EXCERPT PROVIDED:
+ + + + + + +

Halo Review: Contact (Season 1 Episode 1)
Halo Season 1 Episode 1, “Contact,” is a confounding opener, even for someone who is rather steeped in this lore and world.
The biggest thing out of the gate about this series is that it’s not readily clear what the priority of this is. There are elements here that are easily recognizable as Halo, just before the events of the first game.
The UNSC, Earth’s military, is embroiled in a years-long war with the Covenant, a theocratic alien race that has been attacking their colonies. The key to this war are a group of super soldiers called Spartans, lead by Master Chief (played by Pablo Schreiber).

That’s the barebones element of Halo and the problem is that the show can’t decide what more it needs than that. It’s attempting to play to two different masters: the uninitiated and the veteran.
It wants to satisfy people totally unfamiliar to Halo and also the ones that have played every game. It’s not not terribly successful in either regard.
This leaves Halo with a bit of an identity crisis because it doesn’t know what kind of audience it’s appealing to. On the one hand, it’s hard to imagine what people new to the franchise might get out of this.

“Contact” treats the war with the Covenant like an established fact and not something that the show might have to explain and contextualize to its viewers.
It immediately drops the characters into an exceptionally bloody battle. The episode wants us to be in the colonists’ point of view but, as a result, sacrifices necessary world building.
Even when we’re on the UNSC side of the plot, nothing is drawn terribly well about what is actually happening. It’s all pretty overwhelming and confounding.

The other part of this is a big reason why Halo might not work for people who are more into the lore and mythology. The show plays really fast and loose with both of those things.

+ + + + + + +

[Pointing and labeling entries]

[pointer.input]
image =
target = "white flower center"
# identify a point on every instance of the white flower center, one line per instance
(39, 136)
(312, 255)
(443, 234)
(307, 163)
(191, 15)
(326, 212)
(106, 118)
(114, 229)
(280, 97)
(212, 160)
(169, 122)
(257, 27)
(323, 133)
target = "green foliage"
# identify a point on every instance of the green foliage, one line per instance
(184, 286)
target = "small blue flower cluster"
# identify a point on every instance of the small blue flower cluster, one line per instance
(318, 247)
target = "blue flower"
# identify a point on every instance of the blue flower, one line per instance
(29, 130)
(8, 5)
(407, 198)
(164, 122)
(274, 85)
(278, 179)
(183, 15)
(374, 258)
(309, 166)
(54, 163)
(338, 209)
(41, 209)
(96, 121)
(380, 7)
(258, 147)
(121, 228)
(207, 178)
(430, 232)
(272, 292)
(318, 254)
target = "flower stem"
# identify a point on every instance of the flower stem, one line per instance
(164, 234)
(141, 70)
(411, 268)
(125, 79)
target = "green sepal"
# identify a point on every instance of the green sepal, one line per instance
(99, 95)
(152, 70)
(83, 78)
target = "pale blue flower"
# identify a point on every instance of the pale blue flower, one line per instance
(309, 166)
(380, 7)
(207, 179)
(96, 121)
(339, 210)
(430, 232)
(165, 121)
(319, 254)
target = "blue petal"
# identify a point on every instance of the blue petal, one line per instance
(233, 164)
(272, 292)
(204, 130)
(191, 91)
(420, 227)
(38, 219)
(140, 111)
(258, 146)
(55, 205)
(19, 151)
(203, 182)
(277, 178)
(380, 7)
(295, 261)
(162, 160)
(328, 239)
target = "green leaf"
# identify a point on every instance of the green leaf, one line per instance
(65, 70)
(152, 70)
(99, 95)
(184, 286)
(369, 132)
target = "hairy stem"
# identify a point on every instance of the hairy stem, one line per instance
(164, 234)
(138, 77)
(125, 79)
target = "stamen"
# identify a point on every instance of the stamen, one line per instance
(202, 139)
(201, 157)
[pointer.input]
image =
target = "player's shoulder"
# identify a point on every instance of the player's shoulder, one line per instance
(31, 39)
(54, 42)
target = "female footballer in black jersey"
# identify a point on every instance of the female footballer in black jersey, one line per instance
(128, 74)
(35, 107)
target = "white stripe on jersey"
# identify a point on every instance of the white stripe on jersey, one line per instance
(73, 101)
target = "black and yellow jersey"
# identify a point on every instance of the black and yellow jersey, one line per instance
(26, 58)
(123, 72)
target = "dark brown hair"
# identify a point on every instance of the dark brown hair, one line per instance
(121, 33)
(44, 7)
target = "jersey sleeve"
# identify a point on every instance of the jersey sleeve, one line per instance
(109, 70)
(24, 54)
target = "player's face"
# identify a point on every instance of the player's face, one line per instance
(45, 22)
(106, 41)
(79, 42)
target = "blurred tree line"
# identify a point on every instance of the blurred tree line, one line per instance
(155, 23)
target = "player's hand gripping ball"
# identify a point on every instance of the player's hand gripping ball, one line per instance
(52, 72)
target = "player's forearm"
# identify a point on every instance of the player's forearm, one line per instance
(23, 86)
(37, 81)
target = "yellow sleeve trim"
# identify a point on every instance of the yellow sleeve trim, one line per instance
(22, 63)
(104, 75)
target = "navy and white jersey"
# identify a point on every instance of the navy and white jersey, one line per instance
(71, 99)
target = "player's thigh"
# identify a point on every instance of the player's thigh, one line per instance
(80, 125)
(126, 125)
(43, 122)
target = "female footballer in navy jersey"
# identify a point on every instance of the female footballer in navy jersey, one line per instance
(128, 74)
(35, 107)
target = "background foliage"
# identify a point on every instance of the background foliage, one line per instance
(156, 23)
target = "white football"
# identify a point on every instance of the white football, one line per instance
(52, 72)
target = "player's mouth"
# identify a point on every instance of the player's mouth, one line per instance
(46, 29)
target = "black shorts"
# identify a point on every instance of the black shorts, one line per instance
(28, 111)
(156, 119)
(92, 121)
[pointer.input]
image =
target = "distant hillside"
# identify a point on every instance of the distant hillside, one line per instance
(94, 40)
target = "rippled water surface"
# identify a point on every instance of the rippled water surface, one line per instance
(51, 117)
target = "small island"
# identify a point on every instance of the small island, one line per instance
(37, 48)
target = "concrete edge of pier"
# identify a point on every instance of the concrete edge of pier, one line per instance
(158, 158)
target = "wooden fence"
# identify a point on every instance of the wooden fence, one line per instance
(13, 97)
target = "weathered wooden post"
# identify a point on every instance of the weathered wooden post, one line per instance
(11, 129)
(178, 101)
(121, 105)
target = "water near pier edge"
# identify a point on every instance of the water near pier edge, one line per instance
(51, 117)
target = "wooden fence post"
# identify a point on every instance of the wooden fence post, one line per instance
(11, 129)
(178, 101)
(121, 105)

+ + + + + + +

TASK LIST:
1. Answer these questions using the Halo episode review:
(a) Which actor plays Master Chief?
(b) How does the review describe the Covenant?
(c) From whose point of view does the episode want viewers to see events?
2. Pick up the Halo episode review after its final sentence and keep writing in the same voice.

SET OF ANSWERS:
1.
(a) Pablo Schreiber
(b) As a theocratic alien race that has been attacking Earth's colonies
(c) The colonists'

2.
Despite being fairly nihilistic and mean, the episode ends up having more in common with The Mandalorian than Combat Evolved. A lot of that has to do with how the series is trying to take Master Chief from a stoic super soldier in cool space armor to an actual character.
In the games, you were so in that first person point of view that there was a kind of universality to his character. Anyone could be Master Chief so he kind of embodied that.

Now, the series has the unenviable task of characterizing him, something that some of the later games have attempted as well.
It is largely accomplished here by both putting him at odds with the UNSC and by removing his helmet, something that’s never been done before within the franchise.
While the show is very similar to The Mandalorian in many other respects, like going a guy in armor going on an adventure with a younger person, this is the way that it is the antithesis to that other series.

The Mandalorian operated under the belief that Mando could never remove his helmet, which was the subject of a lot of criticism, and Halo seems to understand that, though risky, that it is an inevitability.
It’s a bold move in an episode full of bold moves. To its credit, Halo isn’t making easy or safe choices. Even something as simple as the episode punctuating Halsey being Miranda’s mother, which is a deep cut that some longtime fans aren’t even aware of.
They are big swings and we can only hope that it works out.
What did you think of this episode of Halo? Share your thoughts in the comments below!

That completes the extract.